■ **Written instruction**: Look below for the line with "For the test set, locate each instance of the stage", and from there restate every line word for word until the entries end.

* Start Material to process *

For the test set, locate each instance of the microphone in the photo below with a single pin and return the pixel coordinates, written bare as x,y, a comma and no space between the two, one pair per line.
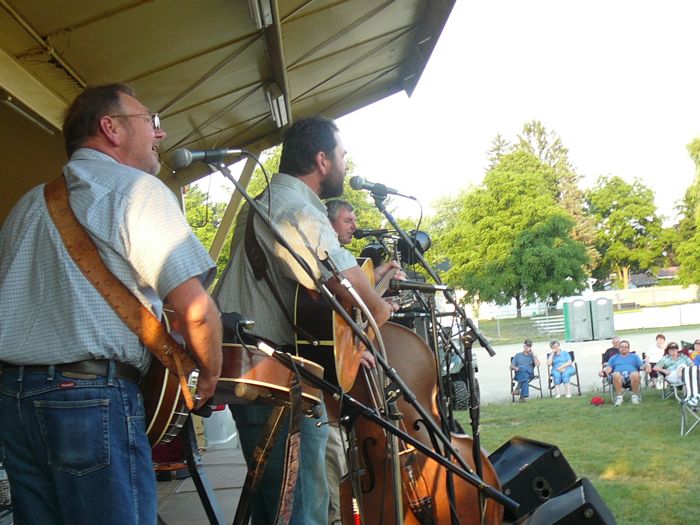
360,183
361,234
183,157
396,284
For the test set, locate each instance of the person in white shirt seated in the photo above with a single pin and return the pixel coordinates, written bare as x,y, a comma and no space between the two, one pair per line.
670,365
653,354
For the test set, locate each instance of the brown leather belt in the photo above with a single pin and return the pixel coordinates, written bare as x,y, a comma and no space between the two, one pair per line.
98,367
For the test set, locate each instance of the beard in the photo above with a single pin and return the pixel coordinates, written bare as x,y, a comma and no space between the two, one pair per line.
332,186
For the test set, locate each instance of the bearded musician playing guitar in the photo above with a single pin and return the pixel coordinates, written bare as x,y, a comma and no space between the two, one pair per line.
260,283
342,217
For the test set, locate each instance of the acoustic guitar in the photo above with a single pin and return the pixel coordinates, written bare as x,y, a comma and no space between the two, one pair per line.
334,345
246,376
166,410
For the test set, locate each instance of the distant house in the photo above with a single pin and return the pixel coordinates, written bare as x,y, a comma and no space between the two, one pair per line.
667,274
643,280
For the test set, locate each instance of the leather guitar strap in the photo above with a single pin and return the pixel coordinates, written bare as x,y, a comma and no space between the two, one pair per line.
137,317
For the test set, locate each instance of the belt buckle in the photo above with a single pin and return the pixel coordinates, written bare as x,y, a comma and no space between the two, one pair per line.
79,375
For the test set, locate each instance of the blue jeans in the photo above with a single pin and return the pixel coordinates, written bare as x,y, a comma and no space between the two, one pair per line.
311,493
523,376
75,450
563,377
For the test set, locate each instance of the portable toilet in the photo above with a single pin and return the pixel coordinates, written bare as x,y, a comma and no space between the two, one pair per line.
577,320
602,318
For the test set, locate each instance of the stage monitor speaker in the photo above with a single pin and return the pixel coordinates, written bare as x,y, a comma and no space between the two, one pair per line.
579,505
530,472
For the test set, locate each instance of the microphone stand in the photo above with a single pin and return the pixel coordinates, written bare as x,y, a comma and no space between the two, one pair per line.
464,471
355,408
474,333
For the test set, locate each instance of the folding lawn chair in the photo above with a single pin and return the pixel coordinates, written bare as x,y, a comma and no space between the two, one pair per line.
689,399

* End Material to process *

■ **Finished answer**:
For the test set, locate each instance of the stage monitor speaker in the photo above with a single pin and return the pixel coordinates, written bare as x,y, a comma and no space between the two, one pair per line.
579,505
530,472
For the test set, locate each instance of the microphone stand in the photo above with a single pin and return the pixel coordinates, written bare as x,y, a comma and no space between the two, one pair per line.
464,471
355,408
474,333
For the test set, locate each instance of the folding lawn chair in the photo above with a single pin and return the pixel coordinates, written bare as x,y, a comma and no space between the two, one pair per line.
689,399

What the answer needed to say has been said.